◆ **Objective**: Write the next part of the passage on probation violation charges, beginning right after its final line.

◆ **Passage**:
════════
This case demonstrates the critical arguments necessary to win probation violation charges. In these difficult economic times, it may be impossible to pay court costs, fines, and/or restitution. However, having your suspended sentence converted to real time in prison only makes things worse. Better make sure your criminal defense attorney understands the critical rules here and is willing to fight to keep you out of jail and working to support your family.

At Reeves, Aiken & Hightower LLP, our attorneys have over 70 years of combined trial experience in both civil and criminal courts.  We are available by mobile phone in the evenings, on weekends, and even holidays. Our lawyers are licensed in both South Carolina and North Carolina and are effective criminal trial attorneys.  We are not afraid to go to Court and often do. Tyler Burns is a former 16th Circuit (York County) prosecutor, and Art Aiken is a accomplished criminal attorney who has tried virtually every type of criminal case in both state and federal courts. And, Bea Hightower is a former Richland County public defender in Columbia. We welcome an opportunity to sit down and personally review your case. Compare our attorneys’ credentials and experience to any other law firm. Then call us for a private consultation. www.rjrlaw.com

In The Court of Appeals

The State, Respondent,


Phillip Coker, Appellant.
════════
◆ **Supplied material**:
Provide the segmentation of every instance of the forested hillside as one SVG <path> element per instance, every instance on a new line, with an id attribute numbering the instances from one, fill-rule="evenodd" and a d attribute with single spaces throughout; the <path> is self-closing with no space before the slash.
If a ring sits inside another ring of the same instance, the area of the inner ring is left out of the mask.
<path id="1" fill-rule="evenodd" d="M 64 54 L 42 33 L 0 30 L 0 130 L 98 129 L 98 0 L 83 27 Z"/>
════════
◆ **Reply**:
Appeal From Orangeburg County
Edgar W. Dickson, Circuit Court Judge

Opinion No. 4945
Heard January 25, 2012 – Filed February 22, 2012


Appellate Defender Elizabeth A. Franklin-Best and Assistant Appellate Defender Breen Stevens, both of Columbia, for Appellant.

John Benjamin Aplin, of Columbia, for Respondent.

FEW, C.J.: The circuit court revoked Phillip Coker’s probation based solely on the failure to pay money and imposed a portion of the prison sentence originally suspended.  Coker appeals arguing the circuit court failed to make the necessary findings of fact as to whether the violation was willful.  We agree and reverse.

In Bearden v. Georgia, 461 U.S. 660, 672 (1983), the Supreme Court of the United States held that a court may not revoke probation solely on the basis of the failure to pay money unless the court makes certain findings of fact regarding the willfulness of the failure to pay.  In Barlet v. State, 288 S.C. 481, 343 S.E.2d 620 (1986), our supreme court stated: “Probation may not be revokedsolely on the ground the probationer failed to pay fines or to make restitution.  The judge must determine on the record that the probationer failed to make a bona fide effort to pay.”  288 S.C. at 483, 343 S.E.2d at 622 (citing Bearden, 461 U.S. at 672).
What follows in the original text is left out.